_Exercise:_ Reproduce every line of the listing below word for word.

(Records)
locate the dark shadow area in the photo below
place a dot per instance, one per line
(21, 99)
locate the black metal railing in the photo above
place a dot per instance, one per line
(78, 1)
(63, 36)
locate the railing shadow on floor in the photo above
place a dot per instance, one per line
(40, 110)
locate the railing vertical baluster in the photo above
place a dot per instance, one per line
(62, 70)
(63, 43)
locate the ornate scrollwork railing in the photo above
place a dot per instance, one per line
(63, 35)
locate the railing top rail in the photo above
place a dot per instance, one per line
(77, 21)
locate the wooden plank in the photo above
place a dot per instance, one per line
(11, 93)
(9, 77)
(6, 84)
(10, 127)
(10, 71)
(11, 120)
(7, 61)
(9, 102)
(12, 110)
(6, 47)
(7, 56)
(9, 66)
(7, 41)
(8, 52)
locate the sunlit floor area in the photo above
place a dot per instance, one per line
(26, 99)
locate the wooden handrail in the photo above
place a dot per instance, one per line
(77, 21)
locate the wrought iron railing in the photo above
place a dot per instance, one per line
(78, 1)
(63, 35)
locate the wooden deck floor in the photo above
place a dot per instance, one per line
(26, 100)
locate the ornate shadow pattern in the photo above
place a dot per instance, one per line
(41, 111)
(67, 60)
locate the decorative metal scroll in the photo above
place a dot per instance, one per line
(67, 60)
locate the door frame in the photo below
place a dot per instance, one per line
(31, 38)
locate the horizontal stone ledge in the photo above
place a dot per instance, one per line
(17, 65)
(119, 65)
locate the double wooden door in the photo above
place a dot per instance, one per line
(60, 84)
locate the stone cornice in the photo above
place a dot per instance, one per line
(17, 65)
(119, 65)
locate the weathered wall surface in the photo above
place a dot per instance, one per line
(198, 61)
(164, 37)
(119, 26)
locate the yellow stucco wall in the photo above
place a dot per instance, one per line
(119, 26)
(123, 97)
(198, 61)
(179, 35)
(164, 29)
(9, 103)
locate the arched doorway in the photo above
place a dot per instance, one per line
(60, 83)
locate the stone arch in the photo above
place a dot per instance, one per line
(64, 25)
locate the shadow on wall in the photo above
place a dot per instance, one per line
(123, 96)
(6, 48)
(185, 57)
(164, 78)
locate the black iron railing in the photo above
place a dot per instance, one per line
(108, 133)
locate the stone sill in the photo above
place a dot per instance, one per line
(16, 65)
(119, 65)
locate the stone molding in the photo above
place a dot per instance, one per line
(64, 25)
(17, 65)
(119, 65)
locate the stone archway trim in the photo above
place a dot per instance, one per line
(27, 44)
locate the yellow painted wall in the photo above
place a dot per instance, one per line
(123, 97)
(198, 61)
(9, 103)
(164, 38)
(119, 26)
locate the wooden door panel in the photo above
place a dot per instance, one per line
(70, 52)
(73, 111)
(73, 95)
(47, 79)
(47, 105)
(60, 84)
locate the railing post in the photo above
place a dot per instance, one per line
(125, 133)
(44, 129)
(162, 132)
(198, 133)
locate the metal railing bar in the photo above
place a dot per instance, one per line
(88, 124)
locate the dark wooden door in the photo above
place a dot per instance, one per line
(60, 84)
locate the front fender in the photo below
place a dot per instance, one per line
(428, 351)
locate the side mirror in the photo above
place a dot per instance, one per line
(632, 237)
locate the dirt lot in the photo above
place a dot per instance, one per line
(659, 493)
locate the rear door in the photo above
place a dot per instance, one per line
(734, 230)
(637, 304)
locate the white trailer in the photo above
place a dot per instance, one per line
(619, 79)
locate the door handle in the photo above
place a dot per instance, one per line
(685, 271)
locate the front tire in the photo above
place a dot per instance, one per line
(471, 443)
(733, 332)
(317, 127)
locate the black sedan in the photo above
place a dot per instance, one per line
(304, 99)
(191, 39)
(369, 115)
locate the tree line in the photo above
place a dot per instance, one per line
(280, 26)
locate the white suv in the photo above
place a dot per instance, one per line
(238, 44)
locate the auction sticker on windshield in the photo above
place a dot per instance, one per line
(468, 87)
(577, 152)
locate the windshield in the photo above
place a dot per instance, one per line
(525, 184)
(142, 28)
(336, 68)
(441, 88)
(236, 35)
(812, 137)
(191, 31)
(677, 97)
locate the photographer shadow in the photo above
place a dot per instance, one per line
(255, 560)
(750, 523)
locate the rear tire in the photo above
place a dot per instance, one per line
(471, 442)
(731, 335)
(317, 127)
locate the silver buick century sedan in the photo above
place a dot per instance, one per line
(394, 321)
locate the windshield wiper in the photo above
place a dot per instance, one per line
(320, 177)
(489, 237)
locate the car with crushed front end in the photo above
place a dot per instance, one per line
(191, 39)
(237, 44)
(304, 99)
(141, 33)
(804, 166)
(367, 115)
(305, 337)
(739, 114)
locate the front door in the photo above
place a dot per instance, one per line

_Written reply:_
locate the dark shadow area in the photo below
place a dot per instance, one per line
(21, 99)
locate the black metal railing in the photo above
place a dot per instance, one per line
(78, 1)
(63, 36)
locate the railing shadow on floor in the photo above
place a dot per instance, one per line
(40, 110)
locate the railing vertical baluster in the photo above
place a dot per instance, one per line
(62, 70)
(63, 43)
locate the ornate scrollwork railing in the photo above
place a dot per instance, one per line
(63, 35)
locate the railing top rail in the photo above
place a dot per instance, one per line
(77, 21)
locate the wooden plank in the photo above
place a dot per instance, one per line
(11, 93)
(9, 77)
(6, 84)
(10, 127)
(10, 71)
(11, 120)
(7, 61)
(9, 102)
(12, 110)
(6, 47)
(7, 56)
(9, 66)
(7, 41)
(8, 52)
locate the sunlit floor area in the photo above
place a dot per instance, one per line
(26, 99)
locate the wooden handrail in the photo above
place a dot per instance, one per line
(77, 21)
locate the wrought iron railing in the photo above
place a dot per instance, one per line
(78, 1)
(63, 35)
locate the wooden deck floor in the photo above
place a dot per instance, one per line
(26, 100)
locate the ornate shadow pattern in the photo above
place a dot per instance, one per line
(41, 111)
(67, 60)
locate the decorative metal scroll in the photo above
place a dot per instance, one per line
(67, 60)
locate the door frame in the photo below
place a dot per instance, one per line
(31, 38)
locate the horizontal stone ledge in the photo above
place a dot per instance, one per line
(17, 65)
(119, 65)
locate the double wooden door in the photo above
place a dot per instance, one per line
(60, 84)
locate the stone cornice in the photo above
place a dot per instance, one per line
(17, 65)
(119, 65)
locate the weathered wall surface in the photo above
place a dot per instance, one per line
(198, 61)
(164, 37)
(119, 26)
locate the yellow stucco wall in the photo above
place a dot per instance, one per line
(119, 26)
(123, 97)
(198, 61)
(179, 35)
(164, 29)
(9, 103)
locate the arched doorway in the photo above
place a dot per instance, one per line
(60, 83)
locate the stone arch in the photo above
place a dot per instance, one per line
(64, 25)
locate the shadow on wall in the photo above
place a dot per instance, one per line
(123, 96)
(6, 48)
(185, 57)
(164, 78)
locate the black iron railing in the photo above
place a dot per instance, one per line
(108, 133)
locate the stone sill in the photo above
place a dot per instance, one per line
(16, 65)
(119, 65)
locate the stone molding in the photo above
place a dot per instance, one per line
(64, 25)
(17, 65)
(119, 65)
locate the stone archway trim in the photo above
place a dot per instance, one per line
(27, 44)
locate the yellow painted wall in the photo above
place a dot per instance, one per line
(123, 97)
(198, 61)
(9, 103)
(164, 38)
(119, 26)
locate the wooden door panel in the photo above
place a dot per instance, one per line
(70, 52)
(73, 111)
(73, 95)
(47, 79)
(47, 105)
(60, 84)
locate the railing post in the photo above
place a dot per instance, one per line
(125, 133)
(44, 129)
(162, 132)
(198, 133)
locate the metal railing bar in the photo above
place a dot per instance, one per line
(88, 124)
locate the dark wooden door in the photo above
place a dot per instance, one per line
(60, 84)
locate the front fender in the photo below
place a dot per instance, one per line
(428, 351)
locate the side mirror in the photo above
place a dot per instance, one per line
(632, 237)
locate the dirt lot in the photo above
place a dot per instance, one per line
(659, 493)
locate the rear door in the photo above
place a dot per instance, one per line
(734, 230)
(637, 304)
locate the white trailer in the photo above
place a dot per instance, one per line
(619, 79)
locate the door handle in the photo above
place a dot per instance, one per line
(685, 271)
locate the front tire in the photo above
place a dot per instance, one per line
(471, 443)
(733, 332)
(317, 127)
locate the black sedan in the photo above
place a dot per instance, one per line
(304, 99)
(191, 39)
(369, 115)
locate the tree line in the photo above
place a dot per instance, one per line
(280, 26)
locate the white suv in the photo above
place a dot per instance, one per line
(238, 44)
locate the auction sticker on windshield in the photo above
place a dot per instance, one per line
(468, 87)
(577, 152)
locate the windshield in the photo above
place a dot per instance, one per line
(525, 184)
(142, 28)
(336, 68)
(441, 88)
(236, 35)
(812, 137)
(191, 31)
(677, 97)
locate the photographer shadow in the photo above
place a dot per instance, one per line
(255, 560)
(750, 523)
locate the rear tire in the photo above
place a dot per instance, one per line
(471, 442)
(731, 335)
(317, 127)
locate the silver buick century sedan in the photo above
place a dot per instance, one per line
(394, 321)
locate the windshield wiper in the photo above
place a dot per instance, one per line
(320, 177)
(489, 237)
locate the car with crushed front end in the photo above
place a dot per instance, one per line
(191, 39)
(237, 44)
(304, 99)
(141, 33)
(804, 166)
(367, 115)
(305, 337)
(739, 114)
locate the front door in the photo above
place a dot per instance, one per line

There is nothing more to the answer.